Fitting to the emerging form of pet services, there is nothing funereal about Andrea’s appearance. In her early thirties and striking, with multiple ear piercings and elegant Sanskrit tattoos on both wrists, she looks far more like a stylish Pixies fan than a long-faced mortician. Nor does Buddy’s Place possess any of the squalid atmosphere of the dreaded knacker’s yard. Located in the rolling farmlands of central Columbia County, the crematorium is just minutes from both the Merchant and Ivory Foundation and the early 18th-century Luykas Van Alen house, which was used as a location for Martin Scorsese’s The Age of Innocence. The area has been likened to the pheasant-filled parklands of England before World War II, and while driving from Albany to Columbia County, I remember why this portion of the Hudson Valley has become the ideal spot for wealthy
urbanites wishing to fulfill fantasies of becoming landed gentry.
Andrea and I meet at a homemade-ice cream stand, unfortunately closed for Rosh Hashanah. Two of her pet dogs are snarfling around the backseat of her sedan, and she tells me that the bulldog named Sadie recently had surgery to implant a titanium kneecap. As I ponder the marvels of veterinary science, Andrea says she has to make a couple stops before we visit Buddy’s Place. Between the humane society, cruelty investigations, and the crematorium, she’s in constant motion, usually with live or dead animals in tow. Today she’s trying to finalize a cremation contract with a local veterinarian, and she makes sure to bring a box of doughnut holes, bagels, and a Buddy’s Place magnet as gifts for the office. Whether it’s aluminum siding, pharmaceuticals, or animal cremation contracts, sales is the same everywhere, and Andrea gets a partial victory when the receptionist tells her the vet will be sending cats to Buddy’s Place, though the dogs, which cost more because of their size and weight, will still go to another cremator, one who the doctor has been doing business with for years. Curious about the eternal feline-canine rivalry, I ask whether she gets more business from cat or dog people.
“It’s really about 50-50. If we get more dogs, it’s probably because we tend to get a lot of big dogs that the owners physically can’t move or bury by themselves.” The Walkers also have trouble with the bigger animals, and a third partner at Buddy’s Place, Ehren Melius—in his 20s, with Hunter Thompson’s “gonzo” symbol tattooed on a forearm—does the heaviest lifting.
From there, we make a short drive to the Columbia-Greene Humane Society shelter. The Hudson Valley is at its autumnal finest, with the air so clear that each yellowing leaf seems encased in glass. As we drive, Andrea tells me that I can compare the broken-down cremator at the shelter with the one she has at Buddy’s Place.

-----

PROBLEMS TO SOLVE:
1: In the account of the pet crematorium visit, what surgery did the bulldog named Sadie recently have?
2: Carry on the account of the pet crematorium visit from the point at which it stops.

Records from a collection
-----

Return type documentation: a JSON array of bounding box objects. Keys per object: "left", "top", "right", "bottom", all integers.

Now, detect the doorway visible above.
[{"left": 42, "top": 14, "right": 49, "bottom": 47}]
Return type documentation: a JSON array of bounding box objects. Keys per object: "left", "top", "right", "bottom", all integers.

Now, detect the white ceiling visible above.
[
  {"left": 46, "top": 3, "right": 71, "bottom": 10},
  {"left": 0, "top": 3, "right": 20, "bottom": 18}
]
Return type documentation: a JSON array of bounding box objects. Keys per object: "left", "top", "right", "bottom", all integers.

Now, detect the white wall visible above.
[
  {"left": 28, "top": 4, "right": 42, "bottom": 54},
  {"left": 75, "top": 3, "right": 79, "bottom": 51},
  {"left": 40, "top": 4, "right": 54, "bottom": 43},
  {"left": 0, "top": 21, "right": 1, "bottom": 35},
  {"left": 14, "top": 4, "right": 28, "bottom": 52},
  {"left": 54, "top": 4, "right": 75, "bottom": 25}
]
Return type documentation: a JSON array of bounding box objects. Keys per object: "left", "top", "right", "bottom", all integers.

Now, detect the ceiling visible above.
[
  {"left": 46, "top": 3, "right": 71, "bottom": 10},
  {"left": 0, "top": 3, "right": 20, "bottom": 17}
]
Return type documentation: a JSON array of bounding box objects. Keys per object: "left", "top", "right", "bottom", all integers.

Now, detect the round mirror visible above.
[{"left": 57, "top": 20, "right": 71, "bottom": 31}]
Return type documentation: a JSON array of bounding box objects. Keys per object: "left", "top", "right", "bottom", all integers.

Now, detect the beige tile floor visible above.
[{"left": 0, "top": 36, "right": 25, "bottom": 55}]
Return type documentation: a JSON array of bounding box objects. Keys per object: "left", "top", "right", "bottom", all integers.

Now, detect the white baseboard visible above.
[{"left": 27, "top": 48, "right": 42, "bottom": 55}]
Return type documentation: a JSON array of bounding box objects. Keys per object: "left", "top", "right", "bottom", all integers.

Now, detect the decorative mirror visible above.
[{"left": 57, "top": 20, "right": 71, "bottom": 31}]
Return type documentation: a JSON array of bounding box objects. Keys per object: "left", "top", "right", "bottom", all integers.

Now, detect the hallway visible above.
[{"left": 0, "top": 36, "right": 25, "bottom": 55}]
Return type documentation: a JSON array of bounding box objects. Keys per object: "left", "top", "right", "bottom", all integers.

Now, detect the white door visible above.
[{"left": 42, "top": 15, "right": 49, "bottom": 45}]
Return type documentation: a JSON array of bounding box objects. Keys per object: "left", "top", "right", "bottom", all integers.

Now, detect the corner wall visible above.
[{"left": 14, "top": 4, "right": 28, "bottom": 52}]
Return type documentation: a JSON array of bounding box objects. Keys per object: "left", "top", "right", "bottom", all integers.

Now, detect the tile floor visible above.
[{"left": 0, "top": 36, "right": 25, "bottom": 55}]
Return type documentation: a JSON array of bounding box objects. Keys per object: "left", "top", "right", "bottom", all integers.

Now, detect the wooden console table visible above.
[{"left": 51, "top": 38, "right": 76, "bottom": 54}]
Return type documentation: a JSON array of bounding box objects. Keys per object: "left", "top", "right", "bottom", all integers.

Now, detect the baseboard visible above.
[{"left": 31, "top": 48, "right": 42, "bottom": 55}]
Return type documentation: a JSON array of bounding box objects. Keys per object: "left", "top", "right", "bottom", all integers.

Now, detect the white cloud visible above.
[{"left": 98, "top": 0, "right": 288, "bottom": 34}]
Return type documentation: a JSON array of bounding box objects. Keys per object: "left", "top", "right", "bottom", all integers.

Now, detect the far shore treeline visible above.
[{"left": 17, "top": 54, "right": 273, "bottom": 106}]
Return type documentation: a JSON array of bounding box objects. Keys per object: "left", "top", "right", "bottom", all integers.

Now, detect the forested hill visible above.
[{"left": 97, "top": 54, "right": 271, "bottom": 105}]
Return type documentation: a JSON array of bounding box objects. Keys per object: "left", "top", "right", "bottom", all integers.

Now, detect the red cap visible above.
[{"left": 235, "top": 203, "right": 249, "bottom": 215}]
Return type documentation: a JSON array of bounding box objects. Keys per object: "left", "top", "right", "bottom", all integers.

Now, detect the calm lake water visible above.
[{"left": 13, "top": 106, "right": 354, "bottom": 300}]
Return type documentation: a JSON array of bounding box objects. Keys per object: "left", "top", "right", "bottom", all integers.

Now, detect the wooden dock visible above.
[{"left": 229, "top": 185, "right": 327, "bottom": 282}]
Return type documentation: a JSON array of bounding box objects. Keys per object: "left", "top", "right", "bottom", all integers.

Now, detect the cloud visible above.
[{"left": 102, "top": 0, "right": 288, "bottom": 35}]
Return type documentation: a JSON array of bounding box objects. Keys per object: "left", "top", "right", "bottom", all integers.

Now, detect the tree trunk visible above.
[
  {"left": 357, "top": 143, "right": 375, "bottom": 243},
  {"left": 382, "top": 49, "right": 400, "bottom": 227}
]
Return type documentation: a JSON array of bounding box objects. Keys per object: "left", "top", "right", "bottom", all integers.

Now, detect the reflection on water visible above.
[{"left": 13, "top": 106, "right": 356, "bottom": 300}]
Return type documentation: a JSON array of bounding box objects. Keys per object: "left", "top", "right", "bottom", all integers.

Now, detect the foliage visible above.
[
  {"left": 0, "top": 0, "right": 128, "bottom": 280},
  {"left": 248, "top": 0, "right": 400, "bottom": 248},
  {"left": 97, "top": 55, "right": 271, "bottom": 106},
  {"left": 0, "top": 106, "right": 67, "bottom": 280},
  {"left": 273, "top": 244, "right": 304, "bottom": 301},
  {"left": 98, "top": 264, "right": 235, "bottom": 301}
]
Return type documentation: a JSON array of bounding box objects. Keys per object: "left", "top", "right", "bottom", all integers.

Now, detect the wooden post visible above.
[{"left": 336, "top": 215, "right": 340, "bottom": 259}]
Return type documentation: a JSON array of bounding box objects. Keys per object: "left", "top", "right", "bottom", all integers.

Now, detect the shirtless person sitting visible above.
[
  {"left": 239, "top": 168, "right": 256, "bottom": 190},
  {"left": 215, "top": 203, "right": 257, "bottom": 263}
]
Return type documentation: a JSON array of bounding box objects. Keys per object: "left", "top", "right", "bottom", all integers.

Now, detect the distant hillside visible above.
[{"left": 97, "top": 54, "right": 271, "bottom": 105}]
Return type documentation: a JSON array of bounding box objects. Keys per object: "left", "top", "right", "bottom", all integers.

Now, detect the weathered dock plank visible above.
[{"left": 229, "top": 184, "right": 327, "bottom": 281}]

-----

EXERCISE ANSWERS:
1: Sadie had surgery to implant a titanium kneecap.

2:
Set along a dirt road running between hay fields, the shelter, once a dairy farm, is a complex of small barns. The main office is surrounded by kennels, storage rooms, sick bays, and dog-walking areas, and a small pet cemetery beneath some pine trees. The office and cat rooms are cheery enough, but space limitations have forced the shelter to use several decrepit outbuildings as well. A couple of them are little more than grim concrete sheds, and it’s in one of these that the retired incinerator squats.
“Get ready to get creeped,” Andrea warns as we approach the former crematorium. Thick vines have grown over the main doorway and we have to squeeze down a mildewy passage between sheds to get to a side entrance. The dingy, unlit and unheated room is dominated by the massive incinerator. I gape at the
rusted-out machine, a hulking, square oven, until Andrea attracts my attention to an even more ominous sight: medical waste containers. “Burning medical waste is a big moneymaker for anyone with an incinerator,” she says. Columbia-Greene used to burn its own waste but now contracts with another incineration service. Andrea explains that many crematoriums, including human ones, burn medical waste. As unappealing as it is, medical waste earns up to $5 per small bag and can be a key source of income for shelters with their own incinerators. Few fi nd this aspect of the shelter business pleasant, and fewer still are willing to talk about it, but the economic incentive for taking in waste is often a matter of necessity for underfunded animal shelters. Desperately lacking in resources, shelters are forced to choose between refusing to accept more animals; overcrowding and the subsequent danger of disease; or euthanasia, all of which hit a nerve with a pet-obsessed public.